▸ Passage shown
# Parsing a TEI Document - Homework

## Directions

Parse the tei of Gibbon's _Decline and Fall_ to extract all the **marginal notes**. (XML file provided)
1. Extract all marginal notes
2. Remove extraneous whitespace
3. Place marginal notes in a dataframe
4. Save teh dataframe as a csv file


## Hint

Here is a snippet of what a marginal note in the xml document looks like:

`<note place="margin">A. D. 268. March 20. Death of Gallienus.</note>`

These are different from the footnotes that we saw in class in that (a) they do not have numbers and (b) the white space is different. You are free to accomodate for that however you would like.

### Set up

In [1]:
# ! pip install beatifulsoup4

In [1]:
from bs4 import BeautifulSoup
import requests
import pandas as pd

In [2]:
# load xml file
url = "https://raw.githubusercontent.com/msaxton/nlp-data/main/gibbon.xml"
response = requests.get(url)
xml_file = response.text

### Parse TEI

In [5]:
# use BeautifulSoup to creat an xml object
xml = BeautifulSoup(xml_file)

In [6]:
# find all marginal note
marginal_notes = xml.find_all( 'note', attrs = {'place': 'margin'})

In [7]:
# remove extra space (if needed)

▸ Provided data
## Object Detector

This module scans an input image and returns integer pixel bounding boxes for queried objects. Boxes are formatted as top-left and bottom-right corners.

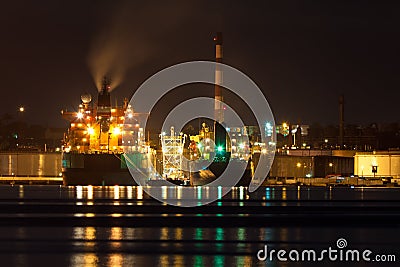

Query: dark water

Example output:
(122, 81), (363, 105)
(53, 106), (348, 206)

(0, 186), (400, 266)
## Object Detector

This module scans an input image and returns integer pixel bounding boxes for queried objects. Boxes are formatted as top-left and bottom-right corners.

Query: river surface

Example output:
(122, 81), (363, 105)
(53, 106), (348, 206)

(0, 186), (400, 267)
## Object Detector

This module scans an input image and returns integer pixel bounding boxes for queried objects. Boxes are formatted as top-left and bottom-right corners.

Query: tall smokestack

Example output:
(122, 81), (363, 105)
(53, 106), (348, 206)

(214, 32), (227, 154)
(97, 76), (111, 133)
(339, 95), (344, 148)
(214, 32), (224, 123)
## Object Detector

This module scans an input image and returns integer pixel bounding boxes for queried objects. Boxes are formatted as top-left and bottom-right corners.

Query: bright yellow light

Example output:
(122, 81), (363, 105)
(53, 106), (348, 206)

(113, 127), (121, 135)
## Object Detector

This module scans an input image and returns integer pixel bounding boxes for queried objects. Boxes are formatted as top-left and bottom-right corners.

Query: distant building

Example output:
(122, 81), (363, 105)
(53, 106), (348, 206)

(354, 151), (400, 178)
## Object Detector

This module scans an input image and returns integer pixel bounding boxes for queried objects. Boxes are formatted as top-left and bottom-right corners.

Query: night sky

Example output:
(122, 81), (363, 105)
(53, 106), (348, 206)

(0, 0), (400, 127)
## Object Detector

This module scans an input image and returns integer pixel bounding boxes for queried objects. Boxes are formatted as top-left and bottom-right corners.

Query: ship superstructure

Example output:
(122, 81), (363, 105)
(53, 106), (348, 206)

(61, 77), (150, 185)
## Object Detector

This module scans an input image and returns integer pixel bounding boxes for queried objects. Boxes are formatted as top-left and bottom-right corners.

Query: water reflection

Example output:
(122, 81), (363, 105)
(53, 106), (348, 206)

(108, 253), (124, 267)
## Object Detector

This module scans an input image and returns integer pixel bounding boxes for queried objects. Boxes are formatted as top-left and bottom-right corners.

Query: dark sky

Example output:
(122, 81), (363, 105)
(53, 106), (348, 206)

(0, 0), (400, 126)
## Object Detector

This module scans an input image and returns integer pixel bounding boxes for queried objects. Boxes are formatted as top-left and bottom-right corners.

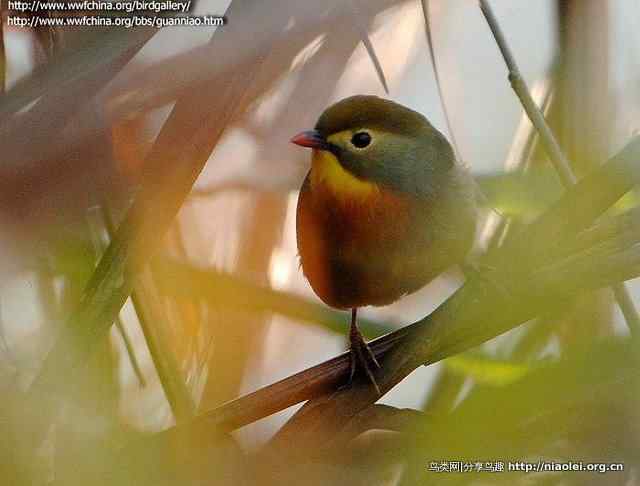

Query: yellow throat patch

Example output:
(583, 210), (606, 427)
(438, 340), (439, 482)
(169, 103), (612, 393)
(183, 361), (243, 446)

(311, 149), (380, 200)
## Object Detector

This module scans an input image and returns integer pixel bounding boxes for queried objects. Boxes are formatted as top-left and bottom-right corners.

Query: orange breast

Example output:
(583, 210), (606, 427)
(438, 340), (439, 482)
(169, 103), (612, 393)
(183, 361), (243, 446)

(297, 174), (412, 308)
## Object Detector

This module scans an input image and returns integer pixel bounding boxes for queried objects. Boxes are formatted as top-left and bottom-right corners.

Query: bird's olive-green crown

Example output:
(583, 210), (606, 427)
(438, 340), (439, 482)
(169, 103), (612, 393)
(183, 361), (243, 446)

(315, 95), (454, 196)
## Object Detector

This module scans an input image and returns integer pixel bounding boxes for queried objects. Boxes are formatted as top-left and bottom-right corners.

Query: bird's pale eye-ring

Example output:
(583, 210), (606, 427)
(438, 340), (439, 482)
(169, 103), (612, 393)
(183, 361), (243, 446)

(351, 131), (371, 149)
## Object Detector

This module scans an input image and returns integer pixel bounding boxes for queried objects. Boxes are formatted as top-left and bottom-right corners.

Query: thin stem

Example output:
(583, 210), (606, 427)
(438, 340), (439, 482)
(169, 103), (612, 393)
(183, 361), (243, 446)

(480, 0), (640, 339)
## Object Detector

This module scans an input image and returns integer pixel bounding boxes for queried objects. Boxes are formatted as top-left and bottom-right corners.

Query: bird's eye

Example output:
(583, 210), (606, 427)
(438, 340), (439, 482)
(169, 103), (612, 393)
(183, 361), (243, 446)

(351, 132), (371, 148)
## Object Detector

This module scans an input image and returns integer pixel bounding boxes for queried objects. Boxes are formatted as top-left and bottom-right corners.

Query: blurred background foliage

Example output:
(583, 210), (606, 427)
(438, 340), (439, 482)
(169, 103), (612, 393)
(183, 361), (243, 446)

(0, 0), (640, 486)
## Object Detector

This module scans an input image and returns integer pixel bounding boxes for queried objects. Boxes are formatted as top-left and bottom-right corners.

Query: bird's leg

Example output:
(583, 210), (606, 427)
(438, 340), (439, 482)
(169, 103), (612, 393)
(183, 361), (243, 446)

(349, 308), (380, 395)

▸ Task brief
According to the homework page, how do the marginal notes differ from the footnotes seen in class? The items are separate material and have nothing to do with the homework page.

▸ Written reply
They have no numbers, and their white space is different.